Data records below:

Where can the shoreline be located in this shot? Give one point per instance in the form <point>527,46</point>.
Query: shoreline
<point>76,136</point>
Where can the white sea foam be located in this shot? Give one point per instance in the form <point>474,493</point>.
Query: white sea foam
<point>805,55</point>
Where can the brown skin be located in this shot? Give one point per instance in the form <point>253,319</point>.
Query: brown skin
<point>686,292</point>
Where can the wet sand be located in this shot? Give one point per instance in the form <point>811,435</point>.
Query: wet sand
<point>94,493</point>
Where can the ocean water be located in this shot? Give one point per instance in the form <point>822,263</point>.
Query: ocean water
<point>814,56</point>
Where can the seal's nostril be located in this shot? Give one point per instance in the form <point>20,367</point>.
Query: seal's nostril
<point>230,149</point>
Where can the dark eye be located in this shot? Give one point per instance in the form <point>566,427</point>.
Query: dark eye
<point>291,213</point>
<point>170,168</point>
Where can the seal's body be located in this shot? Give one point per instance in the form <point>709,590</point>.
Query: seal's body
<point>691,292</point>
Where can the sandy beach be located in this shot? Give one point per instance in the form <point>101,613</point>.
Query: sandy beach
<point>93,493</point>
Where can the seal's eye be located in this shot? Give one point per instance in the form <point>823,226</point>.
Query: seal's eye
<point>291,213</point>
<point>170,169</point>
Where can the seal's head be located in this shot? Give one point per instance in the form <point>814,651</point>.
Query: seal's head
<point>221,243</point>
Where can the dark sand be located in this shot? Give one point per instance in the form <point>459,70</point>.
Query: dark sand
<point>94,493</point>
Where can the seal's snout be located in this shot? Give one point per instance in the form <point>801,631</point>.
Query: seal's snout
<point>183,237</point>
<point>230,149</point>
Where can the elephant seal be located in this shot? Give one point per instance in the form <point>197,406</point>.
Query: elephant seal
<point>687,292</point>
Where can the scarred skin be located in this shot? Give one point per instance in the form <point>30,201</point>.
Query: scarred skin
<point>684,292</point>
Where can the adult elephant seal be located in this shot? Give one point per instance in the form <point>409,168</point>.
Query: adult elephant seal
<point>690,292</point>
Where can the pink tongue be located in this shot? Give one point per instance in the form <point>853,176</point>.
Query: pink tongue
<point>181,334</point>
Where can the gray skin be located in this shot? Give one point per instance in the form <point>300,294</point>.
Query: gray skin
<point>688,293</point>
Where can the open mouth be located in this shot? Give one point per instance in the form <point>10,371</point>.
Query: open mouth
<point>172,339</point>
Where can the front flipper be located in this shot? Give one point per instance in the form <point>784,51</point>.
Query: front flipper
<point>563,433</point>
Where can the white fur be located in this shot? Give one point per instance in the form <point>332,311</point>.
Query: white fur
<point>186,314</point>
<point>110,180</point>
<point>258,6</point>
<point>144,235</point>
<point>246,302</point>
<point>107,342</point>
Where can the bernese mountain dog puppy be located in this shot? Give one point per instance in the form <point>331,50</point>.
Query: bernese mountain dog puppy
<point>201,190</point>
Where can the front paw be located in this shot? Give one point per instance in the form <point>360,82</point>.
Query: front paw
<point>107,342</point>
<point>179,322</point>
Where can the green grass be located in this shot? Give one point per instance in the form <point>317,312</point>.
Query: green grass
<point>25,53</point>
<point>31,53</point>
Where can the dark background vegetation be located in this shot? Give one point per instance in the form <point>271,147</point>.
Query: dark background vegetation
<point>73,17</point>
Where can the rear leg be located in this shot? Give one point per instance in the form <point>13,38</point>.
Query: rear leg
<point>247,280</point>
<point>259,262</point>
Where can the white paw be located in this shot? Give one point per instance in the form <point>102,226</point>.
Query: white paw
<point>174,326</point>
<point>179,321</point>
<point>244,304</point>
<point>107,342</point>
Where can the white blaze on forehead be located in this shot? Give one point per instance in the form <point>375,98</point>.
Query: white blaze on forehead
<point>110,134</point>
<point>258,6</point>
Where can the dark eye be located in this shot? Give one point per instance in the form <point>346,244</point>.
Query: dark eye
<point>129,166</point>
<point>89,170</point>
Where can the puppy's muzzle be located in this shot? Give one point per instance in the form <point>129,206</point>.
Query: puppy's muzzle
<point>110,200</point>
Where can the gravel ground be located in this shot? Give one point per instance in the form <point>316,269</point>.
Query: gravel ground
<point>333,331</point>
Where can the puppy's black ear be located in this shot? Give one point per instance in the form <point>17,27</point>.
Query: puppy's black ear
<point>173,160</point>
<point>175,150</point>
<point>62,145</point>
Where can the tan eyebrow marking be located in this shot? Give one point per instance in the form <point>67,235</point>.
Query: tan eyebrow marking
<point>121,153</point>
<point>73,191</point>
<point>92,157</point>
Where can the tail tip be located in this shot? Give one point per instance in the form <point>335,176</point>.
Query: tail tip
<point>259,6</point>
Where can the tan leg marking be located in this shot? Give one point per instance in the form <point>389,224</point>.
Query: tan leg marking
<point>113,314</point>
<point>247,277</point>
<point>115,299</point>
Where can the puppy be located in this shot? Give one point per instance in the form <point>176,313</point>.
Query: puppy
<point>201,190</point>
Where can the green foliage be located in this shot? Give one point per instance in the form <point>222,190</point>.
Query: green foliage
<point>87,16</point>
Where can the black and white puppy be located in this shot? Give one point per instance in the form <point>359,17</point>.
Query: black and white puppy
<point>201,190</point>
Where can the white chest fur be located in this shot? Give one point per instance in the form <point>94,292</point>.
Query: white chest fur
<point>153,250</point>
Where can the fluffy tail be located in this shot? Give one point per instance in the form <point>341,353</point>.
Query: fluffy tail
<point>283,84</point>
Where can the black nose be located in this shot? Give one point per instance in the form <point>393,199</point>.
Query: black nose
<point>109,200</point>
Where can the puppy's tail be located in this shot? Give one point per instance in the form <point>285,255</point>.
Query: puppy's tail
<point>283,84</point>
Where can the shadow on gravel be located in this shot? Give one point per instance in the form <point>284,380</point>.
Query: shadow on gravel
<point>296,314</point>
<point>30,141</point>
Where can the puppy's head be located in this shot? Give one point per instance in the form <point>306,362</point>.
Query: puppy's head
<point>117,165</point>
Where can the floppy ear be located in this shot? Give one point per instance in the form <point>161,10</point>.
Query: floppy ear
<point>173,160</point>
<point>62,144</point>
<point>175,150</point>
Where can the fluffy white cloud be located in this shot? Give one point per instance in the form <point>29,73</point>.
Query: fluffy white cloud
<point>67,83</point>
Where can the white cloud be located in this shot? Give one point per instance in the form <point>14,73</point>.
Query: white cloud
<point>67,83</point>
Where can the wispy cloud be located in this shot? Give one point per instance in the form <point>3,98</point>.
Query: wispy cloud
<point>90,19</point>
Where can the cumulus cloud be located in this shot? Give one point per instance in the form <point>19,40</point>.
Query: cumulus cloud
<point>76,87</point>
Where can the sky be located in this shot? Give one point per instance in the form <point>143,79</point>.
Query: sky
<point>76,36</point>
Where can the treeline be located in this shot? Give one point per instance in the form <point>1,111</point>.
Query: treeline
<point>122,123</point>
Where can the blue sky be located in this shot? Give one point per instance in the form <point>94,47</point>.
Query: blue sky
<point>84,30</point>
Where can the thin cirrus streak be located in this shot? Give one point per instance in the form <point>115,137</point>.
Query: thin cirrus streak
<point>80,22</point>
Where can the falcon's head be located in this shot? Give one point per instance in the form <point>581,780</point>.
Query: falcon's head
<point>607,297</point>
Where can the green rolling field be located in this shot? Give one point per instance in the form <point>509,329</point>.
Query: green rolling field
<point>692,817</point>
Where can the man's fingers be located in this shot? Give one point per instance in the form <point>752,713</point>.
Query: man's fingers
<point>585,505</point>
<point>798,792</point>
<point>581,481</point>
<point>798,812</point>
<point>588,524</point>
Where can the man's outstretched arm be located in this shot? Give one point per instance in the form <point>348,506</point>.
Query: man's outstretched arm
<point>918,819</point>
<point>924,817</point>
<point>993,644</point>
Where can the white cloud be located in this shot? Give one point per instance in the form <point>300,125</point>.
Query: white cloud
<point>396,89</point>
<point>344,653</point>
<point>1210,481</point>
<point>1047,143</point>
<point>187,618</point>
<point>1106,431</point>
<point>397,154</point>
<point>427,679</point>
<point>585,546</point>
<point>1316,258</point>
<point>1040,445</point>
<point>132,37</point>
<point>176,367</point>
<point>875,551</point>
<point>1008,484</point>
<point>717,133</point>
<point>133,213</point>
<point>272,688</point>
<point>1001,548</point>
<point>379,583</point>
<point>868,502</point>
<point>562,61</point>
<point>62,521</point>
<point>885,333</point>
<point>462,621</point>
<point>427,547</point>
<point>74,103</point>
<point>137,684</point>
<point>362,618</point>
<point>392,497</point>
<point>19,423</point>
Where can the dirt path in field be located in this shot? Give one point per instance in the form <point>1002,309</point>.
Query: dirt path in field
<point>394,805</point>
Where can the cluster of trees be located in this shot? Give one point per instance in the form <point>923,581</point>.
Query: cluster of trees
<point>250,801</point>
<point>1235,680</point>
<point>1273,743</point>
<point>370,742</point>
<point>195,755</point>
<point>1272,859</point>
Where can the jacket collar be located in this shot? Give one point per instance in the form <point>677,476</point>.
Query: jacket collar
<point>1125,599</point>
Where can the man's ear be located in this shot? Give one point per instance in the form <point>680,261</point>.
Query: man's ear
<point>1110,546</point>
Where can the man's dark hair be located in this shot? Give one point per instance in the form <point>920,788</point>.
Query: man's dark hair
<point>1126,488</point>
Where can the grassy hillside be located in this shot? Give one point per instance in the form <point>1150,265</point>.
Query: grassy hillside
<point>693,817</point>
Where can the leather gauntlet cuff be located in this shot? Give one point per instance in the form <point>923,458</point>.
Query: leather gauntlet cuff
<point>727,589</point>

End of Data records.

§ **Activity**: For this exercise, output exactly the lines above from the line with "Where can the sky" to the line with "the form <point>300,125</point>.", counting both, and leave out the rest.

§ **Output of the exercise**:
Where can the sky be located in this shot? Give one point per instance in the form <point>143,79</point>.
Query: sky
<point>76,36</point>
Where can the treeline be located in this shot? Give one point per instance in the form <point>1,111</point>.
Query: treeline
<point>122,123</point>
Where can the blue sky be located in this shot? Give one point per instance in the form <point>94,47</point>.
Query: blue sky
<point>84,30</point>
Where can the thin cirrus streak be located in this shot? Give one point per instance in the form <point>115,137</point>.
Query: thin cirrus streak
<point>80,22</point>
Where can the falcon's head be located in this shot? Give one point per instance in the form <point>581,780</point>.
Query: falcon's head
<point>607,297</point>
Where can the green rolling field be located in this shot? Give one point per instance in the form <point>509,329</point>.
Query: green rolling field
<point>692,817</point>
Where can the man's fingers be located in this shot? Give one point per instance in the form <point>752,713</point>.
Query: man's fingers
<point>585,505</point>
<point>798,792</point>
<point>581,481</point>
<point>798,812</point>
<point>588,524</point>
Where can the man's outstretched arm be located in this shot? Give one point per instance in the form <point>348,506</point>.
Query: man's outstretched arm
<point>918,819</point>
<point>924,817</point>
<point>993,644</point>
Where can the white cloud be located in this shot? Give one point per instance in the form <point>300,125</point>.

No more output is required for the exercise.